Among the lines below, return each one that contains the word "single".

Content starts

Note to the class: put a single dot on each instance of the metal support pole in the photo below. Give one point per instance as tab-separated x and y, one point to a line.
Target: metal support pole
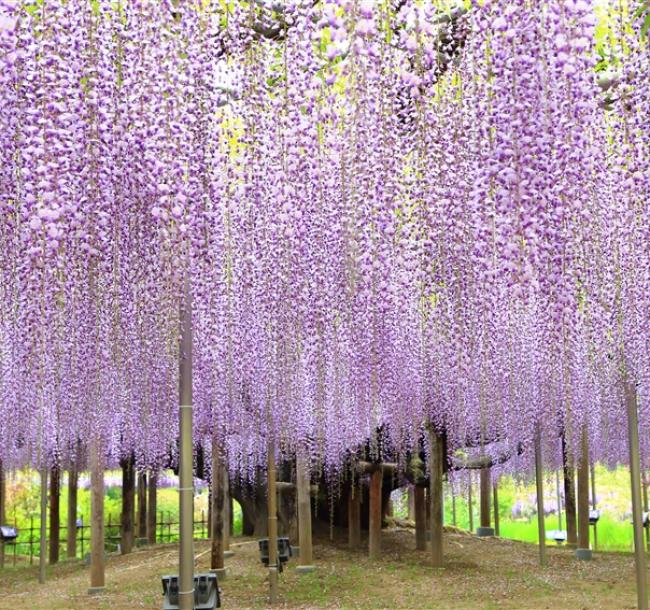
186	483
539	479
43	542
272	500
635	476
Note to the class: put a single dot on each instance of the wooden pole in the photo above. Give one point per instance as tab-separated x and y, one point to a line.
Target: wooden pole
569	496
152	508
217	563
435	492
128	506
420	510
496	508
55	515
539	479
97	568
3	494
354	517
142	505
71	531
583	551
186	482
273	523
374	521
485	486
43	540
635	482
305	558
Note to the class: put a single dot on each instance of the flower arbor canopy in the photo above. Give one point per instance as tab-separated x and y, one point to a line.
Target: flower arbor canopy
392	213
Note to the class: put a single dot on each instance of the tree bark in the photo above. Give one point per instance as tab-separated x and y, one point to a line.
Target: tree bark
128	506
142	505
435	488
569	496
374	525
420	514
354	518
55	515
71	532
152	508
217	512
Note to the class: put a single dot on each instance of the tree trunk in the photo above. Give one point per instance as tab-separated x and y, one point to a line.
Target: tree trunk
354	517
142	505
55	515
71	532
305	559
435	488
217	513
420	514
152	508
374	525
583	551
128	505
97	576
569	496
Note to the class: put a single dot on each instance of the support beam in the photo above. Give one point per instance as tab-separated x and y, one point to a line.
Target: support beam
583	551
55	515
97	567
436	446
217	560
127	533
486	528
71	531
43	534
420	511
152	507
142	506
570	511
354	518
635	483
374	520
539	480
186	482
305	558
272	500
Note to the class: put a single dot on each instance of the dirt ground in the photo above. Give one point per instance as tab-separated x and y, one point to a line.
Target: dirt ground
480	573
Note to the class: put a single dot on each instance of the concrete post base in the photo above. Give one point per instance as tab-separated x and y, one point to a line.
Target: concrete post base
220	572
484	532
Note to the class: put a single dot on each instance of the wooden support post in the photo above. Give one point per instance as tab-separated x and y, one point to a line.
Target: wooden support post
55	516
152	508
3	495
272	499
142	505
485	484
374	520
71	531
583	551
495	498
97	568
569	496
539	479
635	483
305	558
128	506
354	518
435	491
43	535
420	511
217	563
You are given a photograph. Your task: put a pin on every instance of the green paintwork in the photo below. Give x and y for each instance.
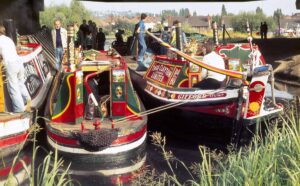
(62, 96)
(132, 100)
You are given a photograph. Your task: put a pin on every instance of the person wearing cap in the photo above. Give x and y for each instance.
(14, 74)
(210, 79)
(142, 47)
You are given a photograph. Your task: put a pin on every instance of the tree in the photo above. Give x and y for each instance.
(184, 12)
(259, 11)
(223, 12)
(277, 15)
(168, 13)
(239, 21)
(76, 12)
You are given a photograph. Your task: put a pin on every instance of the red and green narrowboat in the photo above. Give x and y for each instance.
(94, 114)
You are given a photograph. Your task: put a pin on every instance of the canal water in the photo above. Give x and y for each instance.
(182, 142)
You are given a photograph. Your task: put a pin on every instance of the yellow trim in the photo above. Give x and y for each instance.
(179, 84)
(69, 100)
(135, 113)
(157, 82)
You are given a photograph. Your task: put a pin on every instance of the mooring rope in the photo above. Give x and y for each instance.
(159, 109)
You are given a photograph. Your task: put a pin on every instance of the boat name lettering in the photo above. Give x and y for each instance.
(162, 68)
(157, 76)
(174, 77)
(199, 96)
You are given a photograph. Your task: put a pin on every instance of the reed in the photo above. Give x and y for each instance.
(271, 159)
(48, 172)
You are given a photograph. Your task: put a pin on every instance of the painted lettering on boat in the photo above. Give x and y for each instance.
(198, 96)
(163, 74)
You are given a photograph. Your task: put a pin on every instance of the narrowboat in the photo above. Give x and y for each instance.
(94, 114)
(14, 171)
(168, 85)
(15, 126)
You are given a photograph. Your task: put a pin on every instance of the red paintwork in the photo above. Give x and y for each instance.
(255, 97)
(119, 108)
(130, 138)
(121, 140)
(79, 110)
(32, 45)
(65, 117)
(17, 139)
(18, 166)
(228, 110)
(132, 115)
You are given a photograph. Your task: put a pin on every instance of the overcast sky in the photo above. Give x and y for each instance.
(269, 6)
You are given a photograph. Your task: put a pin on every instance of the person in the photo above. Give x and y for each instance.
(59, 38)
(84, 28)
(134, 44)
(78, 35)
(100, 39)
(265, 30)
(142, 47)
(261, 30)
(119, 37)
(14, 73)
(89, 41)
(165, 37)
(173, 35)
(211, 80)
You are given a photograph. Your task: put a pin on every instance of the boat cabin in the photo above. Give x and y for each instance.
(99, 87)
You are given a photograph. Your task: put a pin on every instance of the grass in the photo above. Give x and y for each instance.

Content ends

-- Exercise solution --
Note to the class: put a single dot on each instance of the metal support pole in the photo below. Give one point per instance as tab-separated x and y, one point to a line.
Note to the class: put a single dot on each instance of the wooden pole in the photo above. Give one point per instance as tab-separated x and y, one point to a line.
Note to the class: put a single dot on each instance of the flower arbor canopy in the photo above. Give one point per instance as tab-separated x and y, one point to a line.
Note to the class: put a single dot on each instance of the tree bark in the photo above. Give one point per instance as tab-separated x and y, one point to a line.
Note to the class: put a single dot on each instance of the tree trunk in the photo above. Give one point per instance as tab-separated x and y, one point to a line.
Note to the class: put a single dot on each instance of the support beam in the photo above. Give one point per instance as tab-separated x and y, one point to a line.
Note to the class: put a single dot on each instance of the dirt ground in the photo above. Give one point per instance as tab-separated x and y, one point to a line.
Note to the class: put a single dot on each instance of the concrete post base in the photo above. Give one point per instance as tab-separated x and y, one point to a line.
Note to the class: put a single dot on each instance of the wooden support post in the photo above. Give one point per instance as tab-separated x and y, one point to a line.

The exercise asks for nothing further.